#### [Problems]
- 1) In the passage about paper, where was the first paper mill in Western Europe established?
- 2) Carry the passage about paper forward from its last sentence.

#### [Extract to read]
....

Paper, an old companion of humanity.

For centuries paper has been the main support for storing information. It has its origins in China, in the 2nd century BC. Formerly a wide variety of materials was used for its manufacture: waste of fabric, hemp, silk, rice or cotton. Later on there were fibres of the genus Morus tree. By the 7th century its use spread throughout Japan and Central Asia. The great conquests of the Arabs transported this and many other Asian inventions to the West.

The first paper mill in Western Europe was established in Xativa (Valencian community, Spain), around 1056. Centuries later, the invention of the printing press triggered its demand, but paper remained being a product within the reach of few people. In the mid-19th century, the introduction of mechanical and chemical methods for pulp manufacturing enabled paper and cardboard to be transformed into everyday products and for multiple applications.

Looking to the future, the paper and cardboard sector is a perfect example of what this industry is going to bring to society:

  • Industries that produce bioproducts that have a lower ecological footprint because they are natural and massively recycled.
  • Industries that create wealth in the environment where they operate with fixed, well-paid employment.
  • Industries investing in research and development.
  • Industries that above all respond to the environmental challenges of our society:
    • Lead the necessary and essential decarbonization to fight climate change.
    • Lead circular economy processes to respond to the environmental challenges.

Sustainable Forest Management

Paper’s raw material is wood, that’s why the paper industry is necessarily linked to forest management.

Plantations are uniform masses with a single species and are considered artificial forests. Properly managed, located in the right places and not replacing primary or secondary forests, their cultivation helps to slow soil erosion and acts as a sink of carbon dioxide: The Spanish pine and eucalyptus plantations store about 46 million tonnes of CO2. The carbon stored in the plantations, remains in the paper products and the storage time is extended with their recycling.

  • By the process of photosynthesis the carbon of the atmosphere is fixed in the plant tissues of the trees (mainly in the trunk). And that fixed CO2 is transformed into oxygen.

....

#### [Stored records]
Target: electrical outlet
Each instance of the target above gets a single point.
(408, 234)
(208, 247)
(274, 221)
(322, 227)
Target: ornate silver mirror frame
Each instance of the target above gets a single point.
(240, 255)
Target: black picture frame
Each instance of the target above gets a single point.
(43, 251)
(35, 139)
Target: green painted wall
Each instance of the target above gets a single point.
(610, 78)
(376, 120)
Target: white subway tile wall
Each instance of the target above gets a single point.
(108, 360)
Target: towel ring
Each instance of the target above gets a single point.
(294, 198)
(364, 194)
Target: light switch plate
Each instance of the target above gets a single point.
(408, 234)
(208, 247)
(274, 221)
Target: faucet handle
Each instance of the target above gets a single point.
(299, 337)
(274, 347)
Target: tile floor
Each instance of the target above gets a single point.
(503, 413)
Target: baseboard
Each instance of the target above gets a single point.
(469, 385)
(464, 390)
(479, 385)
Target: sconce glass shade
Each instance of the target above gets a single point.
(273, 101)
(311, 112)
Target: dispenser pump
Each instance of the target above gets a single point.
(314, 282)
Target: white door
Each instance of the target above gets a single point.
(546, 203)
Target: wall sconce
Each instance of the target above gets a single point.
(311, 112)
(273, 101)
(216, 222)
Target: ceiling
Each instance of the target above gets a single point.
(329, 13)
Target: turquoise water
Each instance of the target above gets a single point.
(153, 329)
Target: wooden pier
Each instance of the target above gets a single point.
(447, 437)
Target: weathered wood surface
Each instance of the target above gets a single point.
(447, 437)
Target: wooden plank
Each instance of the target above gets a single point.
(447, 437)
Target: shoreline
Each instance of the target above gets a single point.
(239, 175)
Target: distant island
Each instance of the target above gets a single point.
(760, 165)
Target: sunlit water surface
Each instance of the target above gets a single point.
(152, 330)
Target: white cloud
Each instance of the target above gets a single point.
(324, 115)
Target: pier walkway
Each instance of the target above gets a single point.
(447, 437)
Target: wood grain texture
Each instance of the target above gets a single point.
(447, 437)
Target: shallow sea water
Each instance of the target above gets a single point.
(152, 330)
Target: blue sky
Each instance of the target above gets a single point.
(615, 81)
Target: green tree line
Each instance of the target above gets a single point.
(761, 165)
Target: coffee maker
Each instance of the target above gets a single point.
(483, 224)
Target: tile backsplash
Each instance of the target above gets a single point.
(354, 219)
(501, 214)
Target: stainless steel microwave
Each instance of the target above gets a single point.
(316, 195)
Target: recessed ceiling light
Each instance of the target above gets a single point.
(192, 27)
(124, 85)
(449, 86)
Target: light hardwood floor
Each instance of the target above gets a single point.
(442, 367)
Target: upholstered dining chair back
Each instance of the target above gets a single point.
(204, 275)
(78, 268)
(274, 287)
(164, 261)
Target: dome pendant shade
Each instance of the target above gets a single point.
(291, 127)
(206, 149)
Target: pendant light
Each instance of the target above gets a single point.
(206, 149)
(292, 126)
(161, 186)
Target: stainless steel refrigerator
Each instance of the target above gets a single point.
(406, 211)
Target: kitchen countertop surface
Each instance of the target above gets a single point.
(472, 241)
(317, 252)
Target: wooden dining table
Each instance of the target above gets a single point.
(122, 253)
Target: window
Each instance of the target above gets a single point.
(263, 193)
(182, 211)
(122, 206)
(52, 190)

....

#### [Task results]
- 1) In Xativa, in the Valencian community of Spain, around 1056.

- 2)
  • Plantations for paper production and derivatives are of short cycle. Young trees have a faster metabolism and are able to fix, in less time, more carbon.
  • Therefore, short-cycle plantations reach their optimum felling time, between 10 and 20 years, and thus cause the carbon that has been fixed in these first years to stay in the wood and be transmitted to all the products in which that wood is transformed to.
  • When the tree is felled by applying a sustainable forest management, some of the biomass remains in the soil to provide nutrients to the next plantation, which will start the carbon-fixing process again. It’s a renewable cycle that continues again and again, as long as the soil and the climate allow it.

This goes against the myth that using plantation wood favours deforestation, quite the contrary, the message is clear; using wood and its derivatives, allows a regeneration of the forest, plantations and forest masses obtaining a greater social benefit.

What is a sustainable forest?

A forest that is maintained and persists over time, that its social and economic or environmental functions are maintained now and in the future for generations to come.

  • Forest certification serves as guarantee for the final consumer and ensures that the product you consume comes from a forest managed in this way.
  • The Spanish paper and paste industry is supplied with 100% controlled wood and 63% certified wood.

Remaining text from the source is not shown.